:: The input ::

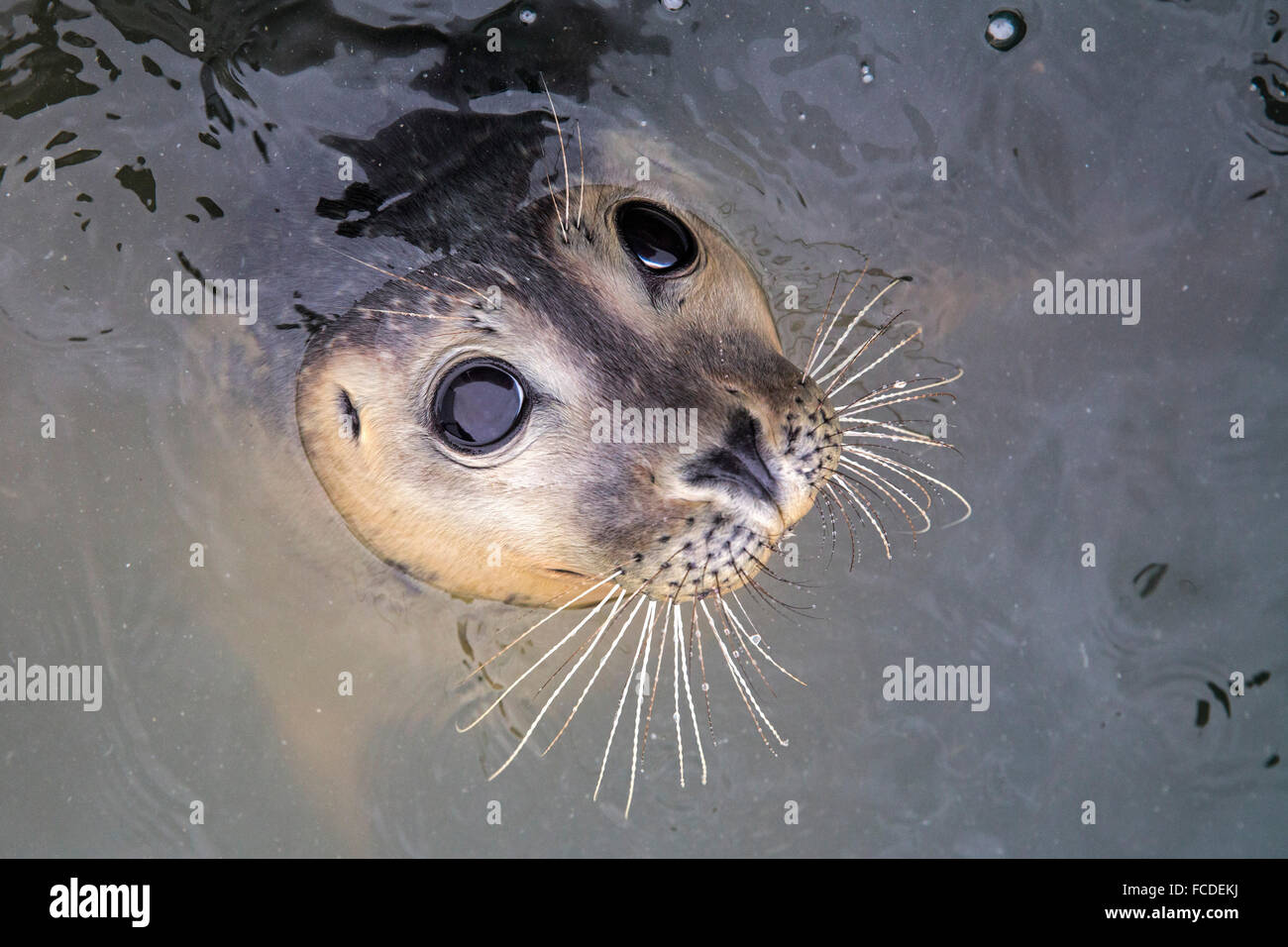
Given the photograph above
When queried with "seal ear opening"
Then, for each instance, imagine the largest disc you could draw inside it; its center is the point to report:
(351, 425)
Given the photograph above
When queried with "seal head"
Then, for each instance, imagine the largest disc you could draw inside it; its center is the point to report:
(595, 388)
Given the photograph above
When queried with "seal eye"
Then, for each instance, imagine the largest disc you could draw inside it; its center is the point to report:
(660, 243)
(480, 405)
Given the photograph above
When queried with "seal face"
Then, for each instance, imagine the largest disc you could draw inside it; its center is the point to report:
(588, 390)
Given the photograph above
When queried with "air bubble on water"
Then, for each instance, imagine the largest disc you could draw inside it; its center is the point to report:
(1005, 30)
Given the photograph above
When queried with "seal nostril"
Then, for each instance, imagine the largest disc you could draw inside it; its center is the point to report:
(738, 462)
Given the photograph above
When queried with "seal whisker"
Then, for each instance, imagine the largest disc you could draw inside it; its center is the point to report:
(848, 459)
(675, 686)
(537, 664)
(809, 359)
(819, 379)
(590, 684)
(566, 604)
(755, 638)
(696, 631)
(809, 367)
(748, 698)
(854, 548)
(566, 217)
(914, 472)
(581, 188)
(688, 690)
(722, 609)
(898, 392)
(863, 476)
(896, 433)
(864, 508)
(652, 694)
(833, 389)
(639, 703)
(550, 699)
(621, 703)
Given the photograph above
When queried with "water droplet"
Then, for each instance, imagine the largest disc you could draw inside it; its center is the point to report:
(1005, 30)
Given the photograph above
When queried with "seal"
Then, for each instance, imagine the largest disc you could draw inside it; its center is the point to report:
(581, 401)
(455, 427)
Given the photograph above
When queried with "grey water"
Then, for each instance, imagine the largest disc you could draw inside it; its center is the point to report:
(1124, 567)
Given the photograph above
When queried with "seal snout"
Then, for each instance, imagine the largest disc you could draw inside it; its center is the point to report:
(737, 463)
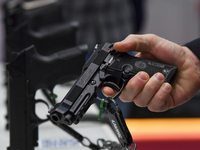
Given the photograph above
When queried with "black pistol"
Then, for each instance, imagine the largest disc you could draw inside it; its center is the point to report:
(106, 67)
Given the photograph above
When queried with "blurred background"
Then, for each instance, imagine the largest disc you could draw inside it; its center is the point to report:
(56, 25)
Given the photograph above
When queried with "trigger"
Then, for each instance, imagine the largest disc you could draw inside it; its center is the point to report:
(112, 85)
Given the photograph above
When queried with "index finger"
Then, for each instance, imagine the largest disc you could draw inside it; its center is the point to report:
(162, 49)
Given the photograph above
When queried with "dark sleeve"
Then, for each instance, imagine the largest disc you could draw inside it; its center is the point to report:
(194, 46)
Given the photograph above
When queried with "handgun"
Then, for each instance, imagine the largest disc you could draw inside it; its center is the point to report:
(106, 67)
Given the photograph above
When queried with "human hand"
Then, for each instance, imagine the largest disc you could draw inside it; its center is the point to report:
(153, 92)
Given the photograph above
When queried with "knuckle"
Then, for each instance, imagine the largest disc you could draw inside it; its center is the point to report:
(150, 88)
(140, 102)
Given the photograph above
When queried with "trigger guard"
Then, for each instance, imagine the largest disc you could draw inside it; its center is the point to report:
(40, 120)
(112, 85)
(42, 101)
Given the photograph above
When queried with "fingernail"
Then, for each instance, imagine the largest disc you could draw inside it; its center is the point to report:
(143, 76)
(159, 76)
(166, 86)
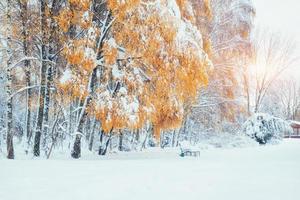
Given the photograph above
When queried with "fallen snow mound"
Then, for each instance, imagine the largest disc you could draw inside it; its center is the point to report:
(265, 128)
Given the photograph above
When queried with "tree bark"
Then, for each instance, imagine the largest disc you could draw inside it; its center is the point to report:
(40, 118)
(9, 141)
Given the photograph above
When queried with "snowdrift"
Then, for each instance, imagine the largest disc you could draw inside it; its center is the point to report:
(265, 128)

:::
:: The input ::

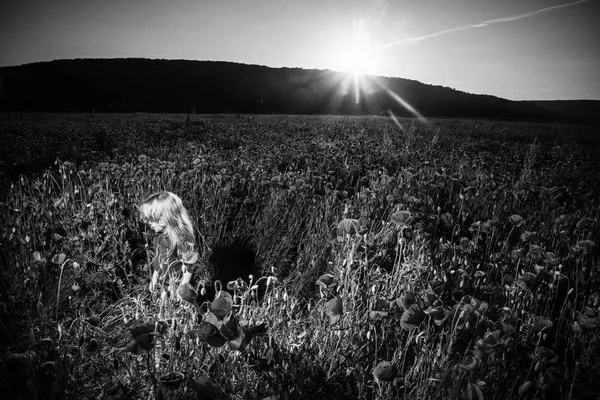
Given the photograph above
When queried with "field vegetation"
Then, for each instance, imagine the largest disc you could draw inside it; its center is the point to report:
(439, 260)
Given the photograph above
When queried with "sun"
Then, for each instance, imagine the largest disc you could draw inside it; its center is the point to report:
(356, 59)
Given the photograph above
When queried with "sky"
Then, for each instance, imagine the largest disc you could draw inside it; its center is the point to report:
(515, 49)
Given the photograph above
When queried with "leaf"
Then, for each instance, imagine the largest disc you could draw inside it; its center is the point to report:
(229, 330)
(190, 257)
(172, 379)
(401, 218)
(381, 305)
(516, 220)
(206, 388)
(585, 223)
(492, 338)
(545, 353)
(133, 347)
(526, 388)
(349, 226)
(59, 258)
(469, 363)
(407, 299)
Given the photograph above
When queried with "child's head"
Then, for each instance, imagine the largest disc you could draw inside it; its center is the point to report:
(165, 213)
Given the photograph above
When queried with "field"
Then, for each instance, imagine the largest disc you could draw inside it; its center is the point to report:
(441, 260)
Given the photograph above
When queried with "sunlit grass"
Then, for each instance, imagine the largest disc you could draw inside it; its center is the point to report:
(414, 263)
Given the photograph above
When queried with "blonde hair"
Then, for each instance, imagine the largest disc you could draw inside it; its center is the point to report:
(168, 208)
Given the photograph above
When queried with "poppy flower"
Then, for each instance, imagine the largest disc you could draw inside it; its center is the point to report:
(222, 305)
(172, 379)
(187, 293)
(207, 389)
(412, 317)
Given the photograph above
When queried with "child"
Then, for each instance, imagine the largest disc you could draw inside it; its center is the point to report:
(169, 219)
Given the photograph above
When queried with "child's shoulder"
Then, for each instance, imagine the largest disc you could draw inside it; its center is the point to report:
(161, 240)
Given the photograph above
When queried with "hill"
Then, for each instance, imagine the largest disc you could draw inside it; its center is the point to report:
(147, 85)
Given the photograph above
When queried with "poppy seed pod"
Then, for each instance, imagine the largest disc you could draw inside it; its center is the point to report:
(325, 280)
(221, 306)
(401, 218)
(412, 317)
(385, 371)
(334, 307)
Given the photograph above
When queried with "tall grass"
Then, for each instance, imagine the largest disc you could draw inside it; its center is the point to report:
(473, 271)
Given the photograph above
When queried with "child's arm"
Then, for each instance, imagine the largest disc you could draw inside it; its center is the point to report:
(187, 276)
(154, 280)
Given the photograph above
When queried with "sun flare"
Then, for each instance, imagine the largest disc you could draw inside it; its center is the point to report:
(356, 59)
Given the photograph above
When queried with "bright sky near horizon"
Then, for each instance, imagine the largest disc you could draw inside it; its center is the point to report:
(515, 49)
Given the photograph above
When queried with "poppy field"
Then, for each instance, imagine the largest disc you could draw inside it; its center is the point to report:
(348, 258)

:::

§ Direction:
Locate each line in the items above that contains the word "seal", and copy every one of those lines in full.

§ Solution for this problem:
When queried with "seal ear opening"
When queried with "seal head"
When queried with "seal eye"
When queried with "seal face"
When queried with "seal nostril"
When queried with "seal whisker"
When queried with "seal"
When queried with "seal snout"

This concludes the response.